(Records from a dataset)
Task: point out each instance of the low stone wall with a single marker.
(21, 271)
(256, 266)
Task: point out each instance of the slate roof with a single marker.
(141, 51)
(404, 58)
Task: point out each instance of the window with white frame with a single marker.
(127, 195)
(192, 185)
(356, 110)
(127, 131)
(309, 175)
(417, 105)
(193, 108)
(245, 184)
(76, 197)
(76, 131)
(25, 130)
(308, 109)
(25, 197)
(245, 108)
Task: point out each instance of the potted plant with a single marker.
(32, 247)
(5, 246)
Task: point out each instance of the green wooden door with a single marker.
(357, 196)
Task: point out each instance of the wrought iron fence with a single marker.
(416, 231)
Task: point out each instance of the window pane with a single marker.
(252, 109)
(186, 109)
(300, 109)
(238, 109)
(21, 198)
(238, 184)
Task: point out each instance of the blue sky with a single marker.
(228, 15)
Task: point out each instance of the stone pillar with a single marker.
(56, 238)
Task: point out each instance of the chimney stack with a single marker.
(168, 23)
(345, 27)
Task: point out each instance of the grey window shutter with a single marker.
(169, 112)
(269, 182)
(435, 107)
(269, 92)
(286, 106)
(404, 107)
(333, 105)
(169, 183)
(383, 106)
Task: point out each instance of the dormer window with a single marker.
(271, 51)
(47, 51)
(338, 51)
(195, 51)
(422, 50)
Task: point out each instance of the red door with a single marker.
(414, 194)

Your task:
Rewrite the records above, swapping "with a single marker" for "with one dot" wherever it occurs and leaving everything else unchanged.

The response:
Task: point out each instance of the low stone wall with one dot.
(21, 271)
(256, 266)
Task: point out each instance of the slate roof with one dot.
(141, 51)
(404, 58)
Task: point out each instance of the window with white frame with one dot.
(127, 195)
(192, 185)
(356, 110)
(127, 131)
(309, 175)
(417, 105)
(193, 108)
(245, 184)
(76, 197)
(76, 131)
(25, 130)
(308, 109)
(25, 197)
(245, 108)
Task: point out each instance of the potted plant with one dot.
(32, 247)
(5, 246)
Task: point out each instance of the green wooden door with one dot.
(357, 196)
Task: point out each instance of the wrought iron fence with one dot.
(416, 231)
Task: point out each instance of the window pane with one dot.
(252, 109)
(186, 109)
(300, 109)
(238, 109)
(21, 198)
(238, 184)
Task: point out each instance of the blue sky with one dot.
(228, 15)
Task: point out each instance of the stone pillar with one dot.
(56, 238)
Task: point out each instance of the chimney stack with one dot.
(168, 23)
(345, 27)
Task: point out each instance of the grey window shutter with one dot.
(169, 112)
(269, 182)
(435, 107)
(269, 92)
(286, 106)
(404, 107)
(333, 105)
(169, 183)
(383, 106)
Task: point out each instance of the dormer window with one dot.
(271, 51)
(47, 51)
(338, 51)
(195, 51)
(422, 50)
Task: point out each instance of the red door with one dot.
(414, 194)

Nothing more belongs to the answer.